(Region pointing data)
──────────
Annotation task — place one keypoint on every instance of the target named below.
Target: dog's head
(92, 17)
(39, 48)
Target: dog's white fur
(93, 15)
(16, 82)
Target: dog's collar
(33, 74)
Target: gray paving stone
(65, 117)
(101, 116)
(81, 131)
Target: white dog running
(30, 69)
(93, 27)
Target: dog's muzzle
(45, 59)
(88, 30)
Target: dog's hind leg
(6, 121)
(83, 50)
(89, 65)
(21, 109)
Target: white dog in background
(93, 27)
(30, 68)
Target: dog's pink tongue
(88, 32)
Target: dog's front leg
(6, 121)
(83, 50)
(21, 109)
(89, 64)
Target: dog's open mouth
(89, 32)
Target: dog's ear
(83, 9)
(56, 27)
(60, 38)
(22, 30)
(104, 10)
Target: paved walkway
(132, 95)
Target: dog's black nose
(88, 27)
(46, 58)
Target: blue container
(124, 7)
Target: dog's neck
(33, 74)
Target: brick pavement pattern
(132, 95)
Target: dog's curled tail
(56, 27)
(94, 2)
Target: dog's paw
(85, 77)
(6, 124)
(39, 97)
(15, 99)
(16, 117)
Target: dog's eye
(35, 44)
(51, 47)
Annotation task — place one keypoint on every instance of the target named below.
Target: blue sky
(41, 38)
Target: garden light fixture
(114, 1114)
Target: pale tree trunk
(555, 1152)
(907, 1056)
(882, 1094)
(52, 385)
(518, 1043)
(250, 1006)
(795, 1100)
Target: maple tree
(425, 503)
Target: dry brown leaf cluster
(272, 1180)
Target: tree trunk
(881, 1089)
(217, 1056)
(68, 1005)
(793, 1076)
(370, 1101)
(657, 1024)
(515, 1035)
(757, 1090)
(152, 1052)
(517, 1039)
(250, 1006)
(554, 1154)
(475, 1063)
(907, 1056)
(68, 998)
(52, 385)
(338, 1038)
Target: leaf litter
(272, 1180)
──────────
→ **What to do**: Starting at the line with "Target: garden light fixture", restate each line through the end of the records, both ends included, and stop there.

→ **Solution to this problem**:
Target: garden light fixture
(114, 1114)
Target: pale tree trunk
(555, 1152)
(907, 1056)
(882, 1094)
(52, 385)
(518, 1043)
(250, 1006)
(795, 1100)
Target: maple tree
(425, 503)
Target: dry brown leaf cluster
(272, 1180)
Target: tree trunk
(881, 1089)
(217, 1056)
(68, 1005)
(793, 1076)
(370, 1101)
(657, 1024)
(515, 1035)
(757, 1090)
(152, 1052)
(517, 1039)
(250, 1006)
(554, 1154)
(475, 1063)
(907, 1056)
(68, 998)
(52, 385)
(338, 1038)
Target: leaf litter
(272, 1180)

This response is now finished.